:: EXERCISE BRIEF ::
Print every line of the data below word for word, with nothing added, dropped, or changed.

:: DATA LISTING ::
==*==
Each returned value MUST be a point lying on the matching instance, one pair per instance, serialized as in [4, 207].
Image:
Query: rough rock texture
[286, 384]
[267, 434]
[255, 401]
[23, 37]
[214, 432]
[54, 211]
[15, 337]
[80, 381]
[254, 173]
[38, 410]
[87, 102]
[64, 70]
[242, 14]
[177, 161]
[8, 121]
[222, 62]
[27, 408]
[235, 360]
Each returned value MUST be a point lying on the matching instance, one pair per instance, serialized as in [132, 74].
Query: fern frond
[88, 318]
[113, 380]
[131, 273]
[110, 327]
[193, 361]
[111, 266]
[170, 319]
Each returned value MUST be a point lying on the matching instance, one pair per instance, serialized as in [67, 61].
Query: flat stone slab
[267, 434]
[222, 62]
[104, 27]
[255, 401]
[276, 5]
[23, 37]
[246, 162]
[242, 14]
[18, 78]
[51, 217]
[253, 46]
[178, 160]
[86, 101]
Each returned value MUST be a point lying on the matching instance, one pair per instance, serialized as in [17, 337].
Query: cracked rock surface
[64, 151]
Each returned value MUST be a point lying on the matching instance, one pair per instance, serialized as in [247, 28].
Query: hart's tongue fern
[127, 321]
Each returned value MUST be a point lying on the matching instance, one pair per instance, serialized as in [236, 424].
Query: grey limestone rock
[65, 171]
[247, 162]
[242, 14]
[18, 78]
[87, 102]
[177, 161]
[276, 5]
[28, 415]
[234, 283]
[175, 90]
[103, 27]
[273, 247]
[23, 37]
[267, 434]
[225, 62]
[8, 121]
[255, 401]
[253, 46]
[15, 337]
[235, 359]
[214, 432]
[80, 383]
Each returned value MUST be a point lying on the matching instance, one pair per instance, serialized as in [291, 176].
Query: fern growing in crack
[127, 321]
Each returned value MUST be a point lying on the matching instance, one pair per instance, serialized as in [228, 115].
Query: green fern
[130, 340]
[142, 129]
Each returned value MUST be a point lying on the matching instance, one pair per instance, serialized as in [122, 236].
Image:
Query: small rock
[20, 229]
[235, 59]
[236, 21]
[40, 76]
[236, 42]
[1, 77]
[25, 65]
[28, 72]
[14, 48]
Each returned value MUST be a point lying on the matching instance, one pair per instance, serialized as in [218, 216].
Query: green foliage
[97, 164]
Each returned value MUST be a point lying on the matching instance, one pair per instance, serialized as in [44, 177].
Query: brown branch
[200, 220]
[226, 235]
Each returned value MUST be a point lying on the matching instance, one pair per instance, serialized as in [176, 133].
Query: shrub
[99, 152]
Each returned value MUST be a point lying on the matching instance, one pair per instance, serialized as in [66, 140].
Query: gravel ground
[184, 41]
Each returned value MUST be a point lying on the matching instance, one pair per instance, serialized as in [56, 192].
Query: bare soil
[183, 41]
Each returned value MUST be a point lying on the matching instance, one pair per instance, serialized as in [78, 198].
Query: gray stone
==*==
:: COMPLETE OUTPUT ::
Each returned value MUST be a point lying on the matching instance, one pair per instance, serialized as in [4, 207].
Image:
Query: rough rock texture
[286, 384]
[267, 434]
[255, 401]
[23, 37]
[214, 432]
[54, 211]
[15, 337]
[80, 381]
[254, 173]
[38, 410]
[87, 102]
[64, 70]
[242, 14]
[177, 161]
[8, 121]
[222, 62]
[27, 408]
[235, 360]
Each returned value MUST be a point lying on the matching instance, one pair per instance, serialized as in [132, 74].
Query: fern frond
[88, 318]
[113, 380]
[131, 273]
[110, 327]
[193, 361]
[111, 266]
[170, 319]
Each returned value MUST be a point lying on the matching instance, one pair per instance, serialized as in [67, 61].
Query: flat stone slab
[267, 434]
[222, 62]
[104, 27]
[255, 401]
[276, 5]
[23, 37]
[246, 162]
[242, 14]
[18, 78]
[51, 217]
[253, 46]
[178, 160]
[86, 101]
Each returned value MUST be a point lying on the matching instance, one pair per instance, serialized as in [17, 337].
Query: cracked rock surface
[64, 151]
Each returned value MUST be a point lying on the matching instance, one pair per instance, serialized as in [247, 28].
Query: hart's tongue fern
[127, 321]
Each returned value MUST be a point lying on the matching instance, one pair per instance, serialized as in [236, 424].
Query: grey limestone rock
[65, 171]
[247, 162]
[242, 14]
[18, 78]
[87, 102]
[177, 161]
[276, 5]
[28, 415]
[234, 283]
[175, 90]
[103, 27]
[273, 247]
[23, 37]
[267, 434]
[225, 62]
[8, 121]
[255, 401]
[253, 46]
[15, 337]
[235, 359]
[214, 432]
[80, 383]
Each returned value MUST be a point lying on the matching instance, one pair per instance, serialized as in [291, 176].
Query: fern growing in crack
[127, 321]
Each returned value MUST be a point lying on the matching instance, one pair per instance, serialized as in [228, 115].
Query: green fern
[130, 340]
[142, 129]
Each returned value MUST be a point lying on the matching instance, one pair per instance, serialized as in [122, 236].
Image:
Query: small rock
[20, 229]
[235, 59]
[236, 21]
[40, 76]
[236, 42]
[1, 77]
[25, 65]
[28, 72]
[14, 48]
Each returned value MUST be a point lying on the matching instance, one pair per instance, serialized as in [218, 216].
Query: green foliage
[97, 164]
Each returned value MUST be a point lying on the matching instance, one pair per instance, serialized as in [44, 177].
Query: brown branch
[200, 220]
[226, 235]
Each returned value MUST be a point lying on the matching instance, one pair per instance, serialized as in [176, 133].
Query: shrub
[99, 152]
Each returned value MUST be a point lying on the matching instance, one pair per instance, serialized as in [66, 140].
Query: gravel ground
[184, 41]
Each returned value MUST be a point lying on the matching instance, one pair per instance, serialized as in [56, 192].
Query: bare soil
[183, 41]
Each returned value MUST be a point lying on the matching instance, one pair per instance, serialized as in [78, 198].
Query: gray stone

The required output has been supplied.